With that ticket, the Democrats slaughter the Republicans across the board. And all will be right with the party.
“For example…”
Senator Clinton was black before it was cool.
“What specific things did Wright say that are [very, very harshly] anti-Israel?”
No, I’m afraid I’ve not paid attention, and am rather occupied at present, sorry.
“I’m also struck by the rather stark difference between this taking of sides and the way in which Obama’s speech treats black and white racial resentments in the United States.”
As Katherine says, it hardly seems unreasonable to me to take on one third rail at a time.
I got a little choked up watching the speech and reflecting on it after, but basically remained composed.
However, a couple hours later, I read this and cried.
I suggest you all do too.
Thanks for all the insightful comments, btw.
I’d note that my link above is just an anecdote, but one that directly contradicts Jay Jerome’s contention that voters would be turned off by this speech and issue in the long run.
In fact, I think the opposite is true: this is the type of campaign event that has a short-term hit followed by a long-term gain. Reacting negatively to the video’s of Wright is natural, but the shelf-life on that anger/repulsion is probably no more than a week.

◆ **Set task a**:
In the rows below, find every line that contains the string "outbuilding" and copy each one out, treating uppercase and lowercase as different.

◆ **Records shown**:
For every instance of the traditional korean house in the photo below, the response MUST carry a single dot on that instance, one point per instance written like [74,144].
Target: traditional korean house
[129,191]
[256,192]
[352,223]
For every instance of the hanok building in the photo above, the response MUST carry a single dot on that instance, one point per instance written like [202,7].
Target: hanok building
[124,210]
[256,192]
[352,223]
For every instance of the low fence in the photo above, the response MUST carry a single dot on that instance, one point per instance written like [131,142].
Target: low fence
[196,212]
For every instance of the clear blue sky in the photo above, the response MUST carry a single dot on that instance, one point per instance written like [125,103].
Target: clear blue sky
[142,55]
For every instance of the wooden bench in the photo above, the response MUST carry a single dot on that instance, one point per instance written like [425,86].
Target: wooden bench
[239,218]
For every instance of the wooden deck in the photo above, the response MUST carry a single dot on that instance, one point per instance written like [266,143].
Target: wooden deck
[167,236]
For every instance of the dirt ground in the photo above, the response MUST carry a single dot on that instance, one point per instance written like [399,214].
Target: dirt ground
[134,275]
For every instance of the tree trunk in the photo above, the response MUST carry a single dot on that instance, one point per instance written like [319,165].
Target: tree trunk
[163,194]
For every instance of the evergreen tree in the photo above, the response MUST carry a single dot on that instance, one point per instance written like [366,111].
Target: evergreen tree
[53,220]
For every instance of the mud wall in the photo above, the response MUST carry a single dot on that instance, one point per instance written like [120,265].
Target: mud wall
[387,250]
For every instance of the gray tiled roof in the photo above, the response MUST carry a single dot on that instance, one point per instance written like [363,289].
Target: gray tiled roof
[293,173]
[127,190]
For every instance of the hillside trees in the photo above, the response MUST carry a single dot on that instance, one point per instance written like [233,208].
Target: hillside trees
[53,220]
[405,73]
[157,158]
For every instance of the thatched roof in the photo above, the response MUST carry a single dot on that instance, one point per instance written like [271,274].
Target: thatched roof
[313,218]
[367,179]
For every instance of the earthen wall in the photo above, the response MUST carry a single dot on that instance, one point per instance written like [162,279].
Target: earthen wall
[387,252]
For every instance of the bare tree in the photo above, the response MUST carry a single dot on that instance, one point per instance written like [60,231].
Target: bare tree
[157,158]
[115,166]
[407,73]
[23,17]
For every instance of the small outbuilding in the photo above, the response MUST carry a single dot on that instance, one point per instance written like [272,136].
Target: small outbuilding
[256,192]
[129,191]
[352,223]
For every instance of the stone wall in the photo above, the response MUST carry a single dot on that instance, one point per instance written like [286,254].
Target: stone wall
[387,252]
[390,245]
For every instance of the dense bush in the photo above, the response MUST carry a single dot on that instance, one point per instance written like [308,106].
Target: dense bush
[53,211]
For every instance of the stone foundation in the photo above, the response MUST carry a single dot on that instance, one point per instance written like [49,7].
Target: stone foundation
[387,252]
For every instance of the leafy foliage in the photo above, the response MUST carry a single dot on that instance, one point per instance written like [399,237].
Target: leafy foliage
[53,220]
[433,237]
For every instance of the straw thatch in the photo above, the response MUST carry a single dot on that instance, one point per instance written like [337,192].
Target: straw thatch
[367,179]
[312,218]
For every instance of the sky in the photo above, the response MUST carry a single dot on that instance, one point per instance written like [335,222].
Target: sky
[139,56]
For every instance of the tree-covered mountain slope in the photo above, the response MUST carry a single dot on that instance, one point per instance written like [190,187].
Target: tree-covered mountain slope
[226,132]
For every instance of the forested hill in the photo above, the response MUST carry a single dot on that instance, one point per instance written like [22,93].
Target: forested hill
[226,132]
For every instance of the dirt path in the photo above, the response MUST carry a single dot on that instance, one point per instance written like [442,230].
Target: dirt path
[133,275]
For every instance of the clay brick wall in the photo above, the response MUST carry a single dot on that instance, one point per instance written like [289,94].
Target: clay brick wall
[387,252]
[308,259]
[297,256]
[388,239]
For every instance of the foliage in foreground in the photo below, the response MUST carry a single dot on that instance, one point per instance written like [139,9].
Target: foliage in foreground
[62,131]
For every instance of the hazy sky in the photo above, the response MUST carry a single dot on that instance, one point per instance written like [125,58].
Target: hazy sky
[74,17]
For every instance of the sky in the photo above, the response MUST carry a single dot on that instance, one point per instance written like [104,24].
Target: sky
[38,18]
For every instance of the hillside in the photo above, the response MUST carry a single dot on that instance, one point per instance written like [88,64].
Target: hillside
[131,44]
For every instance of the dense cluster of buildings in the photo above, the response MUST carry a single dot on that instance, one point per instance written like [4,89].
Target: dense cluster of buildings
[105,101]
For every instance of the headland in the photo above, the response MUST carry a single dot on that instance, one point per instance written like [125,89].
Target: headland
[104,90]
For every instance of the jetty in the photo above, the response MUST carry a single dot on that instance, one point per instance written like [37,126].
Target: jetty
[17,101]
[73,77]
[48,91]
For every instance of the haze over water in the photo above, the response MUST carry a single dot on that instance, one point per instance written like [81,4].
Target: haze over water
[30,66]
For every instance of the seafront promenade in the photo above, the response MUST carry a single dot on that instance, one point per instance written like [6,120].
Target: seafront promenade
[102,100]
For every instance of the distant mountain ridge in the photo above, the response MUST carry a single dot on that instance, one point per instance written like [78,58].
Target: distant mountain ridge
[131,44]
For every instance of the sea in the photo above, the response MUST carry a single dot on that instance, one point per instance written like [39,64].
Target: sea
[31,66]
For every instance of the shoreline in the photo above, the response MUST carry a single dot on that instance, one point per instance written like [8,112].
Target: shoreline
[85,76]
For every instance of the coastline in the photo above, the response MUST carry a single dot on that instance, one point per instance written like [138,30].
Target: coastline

◆ **Set task b**:
Reproduce a stretch of the comments on Obama's speech above without any change. Begin at the words "I suggest you" and stop after "the long run.".

◆ **Reply a**:
For every instance of the small outbuilding in the photo above, the response MUST carry a single dot on that instance, one point per instance written like [272,136].
Target: small outbuilding

◆ **Reply b**:
I suggest you all do too.
Thanks for all the insightful comments, btw.
I’d note that my link above is just an anecdote, but one that directly contradicts Jay Jerome’s contention that voters would be turned off by this speech and issue in the long run.